== Tasks for this exercise ==
• A. Check each statement against the phylotools documentation and answer yes or no, quoting the words from the text that decide it. (i) The clean.fasta.name function gives back a return value. (ii) If no outfile is given, clean.fasta.name names its output file "name_cleaned.fasta". (iii) Nancai Pei is the maintainer of the package.
• B. Rewrite the stretch of the phylotools documentation from "Punctuation characters and white" through "the working directory.", switching "working directory" to "output folder".

== Document extract ==
Package 'phylotools'

Title: Phylogenetic Tools for Eco-Phylogenetics
Description: A collection of tools for building RAxML supermatrix using PHYLIP or aligned FASTA files. These functions will be useful for building large phylogenies using multiple markers.
Authors: Jinlong Zhang [aut, cre], Nancai Pei [ctb], Xiangcheng Mi [ctb]
Maintainer: Jinlong Zhang <[email protected]>
License: GPL-2
Version: 0.2.5
Built: 2024-11-09 04:07:43 UTC
Source: https://github.com/helixcn/phylotools

Help Index


Phylogenetic tools for building PHYLIP supermatrix and more

Description

A collection of a few functions for handling DNA-barcoding sequences, building PHYLIP supermatrix for RAxML etc.

Details

Package: phylotools
Type: Package
Version: 0.2.1
Date: 2017-12-08
License: GLP-2
LazyLoad: yes

Author(s)

Jinlong Zhang

Maintainer: Jinlong Zhang <[email protected]>


Clean the name of a fasta file

Description

Cleaning the names of sequences for a fasta file. The punctuation characters and the white space will be replaced with "_".

Usage

clean.fasta.name(infile = NULL, outfile = "name_cleaned.fasta")

Arguments

infile

character string representing the name of the fasta file.

outfile

Character string representing the file name to be generated.

Details

Punctuation characters and white space will be replaced by "_". More information can be found at regex.

Value

This is a subroutine without a return value. A fasta file with all the names of sequences renamed will be saved to the working directory.

Author(s)

Jinlong Zhang <[email protected]>

References

http://www.genomatix.de/online_help/help/sequence_formats.html

See Also

read.fasta

Examples

cat(
    ">seq_1*66",  "--TTACAAATTGACTTATTATA",
    ">seq_2()r",  "GATTACAAATTGACTTATTATA",
    ">seq_3:test",  "GATTACAAATTGACTTATTATA",
    ">seq_588",  "GATTACAAATTGACTTATTATA",
    ">seq_8$$yu",  "GATTACAAATTGACTTATTATA",
    ">seq_10", "---TACAAATTGAATTATTATA",
    file = "matk.fasta", sep = "\n")

  clean.fasta.name(infile = "matk.fasta")
  get.fasta.name("name_cleaned.fasta")

  # Delete file
  unlink("matk.fasta")
  unlink("name_cleaned.fasta")

Convert and Save sequence data frame to fasta file

Description

Convert and Save sequence data frame to fasta file.

Usage

dat2fasta(dat, outfile = "out.fasta")

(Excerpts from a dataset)
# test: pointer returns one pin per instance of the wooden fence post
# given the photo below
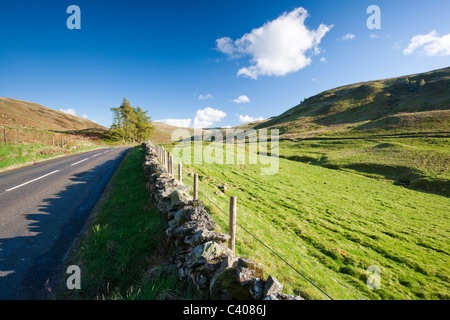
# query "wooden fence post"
(195, 186)
(170, 164)
(232, 224)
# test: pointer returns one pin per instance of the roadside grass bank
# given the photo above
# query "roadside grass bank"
(16, 155)
(125, 238)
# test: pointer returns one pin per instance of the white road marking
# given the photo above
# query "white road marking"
(21, 185)
(79, 162)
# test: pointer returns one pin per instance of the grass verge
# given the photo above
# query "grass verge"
(15, 155)
(123, 240)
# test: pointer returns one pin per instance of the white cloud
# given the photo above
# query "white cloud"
(348, 36)
(397, 45)
(205, 118)
(205, 97)
(279, 47)
(429, 45)
(245, 119)
(241, 99)
(69, 111)
(184, 123)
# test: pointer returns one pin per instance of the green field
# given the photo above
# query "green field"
(332, 225)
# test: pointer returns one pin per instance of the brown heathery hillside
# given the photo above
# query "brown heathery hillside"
(19, 114)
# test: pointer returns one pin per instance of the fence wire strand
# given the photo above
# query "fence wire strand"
(188, 179)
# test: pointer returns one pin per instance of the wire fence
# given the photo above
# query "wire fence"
(285, 258)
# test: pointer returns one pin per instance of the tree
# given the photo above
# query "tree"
(130, 124)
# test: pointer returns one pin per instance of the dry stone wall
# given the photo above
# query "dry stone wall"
(200, 253)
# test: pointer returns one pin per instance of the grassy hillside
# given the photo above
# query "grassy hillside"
(332, 225)
(163, 132)
(410, 104)
(17, 114)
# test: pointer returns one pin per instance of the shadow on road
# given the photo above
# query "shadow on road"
(30, 266)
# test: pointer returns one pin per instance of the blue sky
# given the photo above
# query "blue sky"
(192, 60)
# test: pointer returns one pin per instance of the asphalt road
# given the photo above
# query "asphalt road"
(43, 208)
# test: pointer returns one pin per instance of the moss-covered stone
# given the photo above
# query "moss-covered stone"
(228, 282)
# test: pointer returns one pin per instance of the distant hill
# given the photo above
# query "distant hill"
(409, 104)
(18, 114)
(163, 132)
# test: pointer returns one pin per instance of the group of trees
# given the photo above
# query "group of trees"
(130, 124)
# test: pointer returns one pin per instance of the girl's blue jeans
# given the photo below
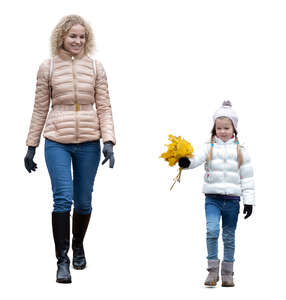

== Written answers ==
• A.
(i) No: "This is a subroutine without a return value."
(ii) Yes: "clean.fasta.name(infile = NULL, outfile = "name_cleaned.fasta")"
(iii) No: "Maintainer: Jinlong Zhang"

• B.
Punctuation characters and white space will be replaced by "_". More information can be found at regex.

Value

This is a subroutine without a return value. A fasta file with all the names of sequences renamed will be saved to the output folder.